### Extrait choisi

▼

Alors SMR ou EPR ? Ben, les deux, car ils ne remplissent pas du tout les mêmes fonctions. La majorité des composants utilisés dans les SMR sont plus petits et plus compacts, et peuvent donc être fabriqués en usine pour ensuite être transportés vers le site d’installation pour y être assemblés. En étant fabriqués à partir de modules et de petits composants, les SMR nécessitent un capital de départ moindre que pour une centrale de plus grande puissance. Le design hyper simplifié permet que chaque unité possède son propre combustible, son échangeur de chaleur, son condenseur et sa turbine. Les besoins de systèmes de sécurité sont minimisés (cf les réacteurs de sous-marins)

Par contre l’extension des SMR entraine une dispersion plus grande et une circulation accrue de matériaux nucléaires qu’un système centralisé comme les EPR, qui représente quand même trente à quarante SMR, et cette dissémination  pose  des problèmes accrus de surveillance C’est aussi davantage de besoin en réseau, une électricité moins dense, davantage d’empreinte au sol, des équipes et des compétences plus dispersées.  Les SMR ont un grand potentiel pour le chauffage urbain, la désalinisation, d’autres utilisations. Mais pour produire l’électricité nécessaire à une grande puissance industrielle, l’’EPR offre les meilleurs standards en termes de sûreté ainsi que des performances économiques et environnementales améliorées.

▲

(Données de localisation par point pour chaque instance)

▼

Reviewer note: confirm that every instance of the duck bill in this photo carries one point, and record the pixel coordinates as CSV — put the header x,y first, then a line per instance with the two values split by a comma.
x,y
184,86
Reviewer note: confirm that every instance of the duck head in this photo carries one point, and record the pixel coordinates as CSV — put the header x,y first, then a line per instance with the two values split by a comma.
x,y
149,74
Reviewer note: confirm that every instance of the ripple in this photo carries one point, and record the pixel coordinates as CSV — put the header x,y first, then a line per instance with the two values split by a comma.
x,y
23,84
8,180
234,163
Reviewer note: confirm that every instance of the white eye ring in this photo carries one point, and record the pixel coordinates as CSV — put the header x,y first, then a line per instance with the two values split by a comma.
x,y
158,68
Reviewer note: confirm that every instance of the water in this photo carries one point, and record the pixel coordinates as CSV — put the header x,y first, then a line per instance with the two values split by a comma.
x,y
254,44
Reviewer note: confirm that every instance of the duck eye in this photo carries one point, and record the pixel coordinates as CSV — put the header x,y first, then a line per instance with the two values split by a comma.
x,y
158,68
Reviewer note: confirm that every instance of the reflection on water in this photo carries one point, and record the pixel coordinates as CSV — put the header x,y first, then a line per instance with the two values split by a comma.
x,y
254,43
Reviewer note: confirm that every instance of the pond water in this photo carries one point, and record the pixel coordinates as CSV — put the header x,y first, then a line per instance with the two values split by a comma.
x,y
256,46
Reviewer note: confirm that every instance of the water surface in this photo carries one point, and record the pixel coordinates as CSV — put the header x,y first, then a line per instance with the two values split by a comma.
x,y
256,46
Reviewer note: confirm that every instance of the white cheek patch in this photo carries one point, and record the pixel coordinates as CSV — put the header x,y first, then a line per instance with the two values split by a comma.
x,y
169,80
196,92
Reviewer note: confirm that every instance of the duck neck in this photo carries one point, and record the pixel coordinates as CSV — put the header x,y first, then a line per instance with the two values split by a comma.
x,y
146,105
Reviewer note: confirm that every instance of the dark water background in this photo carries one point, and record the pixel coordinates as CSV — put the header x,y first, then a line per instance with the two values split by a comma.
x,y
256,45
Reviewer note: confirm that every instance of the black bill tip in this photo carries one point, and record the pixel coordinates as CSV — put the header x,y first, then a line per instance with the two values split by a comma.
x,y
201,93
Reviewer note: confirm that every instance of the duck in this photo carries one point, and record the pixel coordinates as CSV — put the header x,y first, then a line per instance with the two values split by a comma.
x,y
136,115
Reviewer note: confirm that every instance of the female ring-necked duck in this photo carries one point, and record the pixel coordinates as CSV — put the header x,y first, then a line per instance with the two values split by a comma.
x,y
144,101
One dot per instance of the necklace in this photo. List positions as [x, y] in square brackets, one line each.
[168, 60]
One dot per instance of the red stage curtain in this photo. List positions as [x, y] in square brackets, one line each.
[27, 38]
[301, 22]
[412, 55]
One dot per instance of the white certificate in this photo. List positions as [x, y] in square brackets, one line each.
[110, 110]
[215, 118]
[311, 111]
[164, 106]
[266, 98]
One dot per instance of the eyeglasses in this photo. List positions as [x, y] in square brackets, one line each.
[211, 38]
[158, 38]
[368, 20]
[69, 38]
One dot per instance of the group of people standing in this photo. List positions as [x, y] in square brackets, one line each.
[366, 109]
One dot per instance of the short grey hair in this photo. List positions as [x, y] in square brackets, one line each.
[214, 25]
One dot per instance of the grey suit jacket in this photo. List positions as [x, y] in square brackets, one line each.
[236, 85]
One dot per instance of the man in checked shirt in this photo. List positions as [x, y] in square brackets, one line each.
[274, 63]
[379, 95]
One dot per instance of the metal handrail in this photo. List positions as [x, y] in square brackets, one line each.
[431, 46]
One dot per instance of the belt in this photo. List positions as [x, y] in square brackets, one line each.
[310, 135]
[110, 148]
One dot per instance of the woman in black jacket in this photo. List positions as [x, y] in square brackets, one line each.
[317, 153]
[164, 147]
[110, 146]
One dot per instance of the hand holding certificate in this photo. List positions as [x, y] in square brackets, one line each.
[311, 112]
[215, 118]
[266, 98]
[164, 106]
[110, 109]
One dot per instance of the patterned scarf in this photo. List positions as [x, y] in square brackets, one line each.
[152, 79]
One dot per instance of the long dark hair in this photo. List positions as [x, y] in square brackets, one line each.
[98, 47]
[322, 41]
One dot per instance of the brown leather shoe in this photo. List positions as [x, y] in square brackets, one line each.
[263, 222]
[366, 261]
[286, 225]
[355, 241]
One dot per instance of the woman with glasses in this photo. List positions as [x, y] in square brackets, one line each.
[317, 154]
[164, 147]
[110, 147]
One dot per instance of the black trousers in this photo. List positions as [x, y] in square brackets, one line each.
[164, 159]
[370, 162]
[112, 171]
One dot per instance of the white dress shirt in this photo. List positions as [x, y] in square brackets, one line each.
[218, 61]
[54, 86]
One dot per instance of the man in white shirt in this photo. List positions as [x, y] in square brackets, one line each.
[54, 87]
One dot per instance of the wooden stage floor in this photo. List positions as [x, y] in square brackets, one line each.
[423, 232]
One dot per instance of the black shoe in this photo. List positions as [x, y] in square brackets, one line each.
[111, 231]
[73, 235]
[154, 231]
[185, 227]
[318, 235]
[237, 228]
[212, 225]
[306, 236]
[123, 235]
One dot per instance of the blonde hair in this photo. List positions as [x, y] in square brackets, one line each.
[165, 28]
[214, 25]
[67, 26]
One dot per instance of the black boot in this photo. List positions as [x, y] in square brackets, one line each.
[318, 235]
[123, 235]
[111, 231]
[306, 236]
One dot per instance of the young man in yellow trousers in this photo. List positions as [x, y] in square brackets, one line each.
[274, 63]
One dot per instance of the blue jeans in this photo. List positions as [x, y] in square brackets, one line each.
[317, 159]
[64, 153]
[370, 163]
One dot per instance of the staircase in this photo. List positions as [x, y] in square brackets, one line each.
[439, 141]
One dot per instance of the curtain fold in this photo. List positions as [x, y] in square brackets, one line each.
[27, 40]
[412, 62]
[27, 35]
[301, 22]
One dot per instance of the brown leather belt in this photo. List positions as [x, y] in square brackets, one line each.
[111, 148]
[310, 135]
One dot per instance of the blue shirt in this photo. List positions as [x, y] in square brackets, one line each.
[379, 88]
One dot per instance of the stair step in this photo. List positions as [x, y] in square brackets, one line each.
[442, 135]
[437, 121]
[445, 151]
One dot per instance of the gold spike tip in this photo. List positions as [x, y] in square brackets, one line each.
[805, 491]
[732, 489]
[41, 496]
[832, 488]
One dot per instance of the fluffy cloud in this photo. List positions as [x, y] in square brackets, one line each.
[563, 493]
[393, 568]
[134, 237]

▲

### Énoncé 1
Résumez l'extrait en deux phrases.
### Énoncé 2
Reproduisez l'extrait à partir de "Alors SMR ou" jusqu'à "réacteurs de sous-marins)" inclus.

### Zone de réponse 1
SMR et EPR sont tous deux utiles car ils ne remplissent pas les mêmes fonctions : les SMR, faits de composants plus petits fabriqués en usine puis assemblés sur site, demandent un capital de départ moindre et des besoins de systèmes de sécurité minimisés. Leur extension entraîne toutefois une plus grande dispersion des matériaux nucléaires et des problèmes accrus de surveillance, si bien que pour une grande puissance industrielle, l'EPR offre les meilleurs standards de sûreté et des performances économiques et environnementales améliorées.

### Zone de réponse 2
Alors SMR ou EPR ? Ben, les deux, car ils ne remplissent pas du tout les mêmes fonctions. La majorité des composants utilisés dans les SMR sont plus petits et plus compacts, et peuvent donc être fabriqués en usine pour ensuite être transportés vers le site d’installation pour y être assemblés. En étant fabriqués à partir de modules et de petits composants, les SMR nécessitent un capital de départ moindre que pour une centrale de plus grande puissance. Le design hyper simplifié permet que chaque unité possède son propre combustible, son échangeur de chaleur, son condenseur et sa turbine. Les besoins de systèmes de sécurité sont minimisés (cf les réacteurs de sous-marins)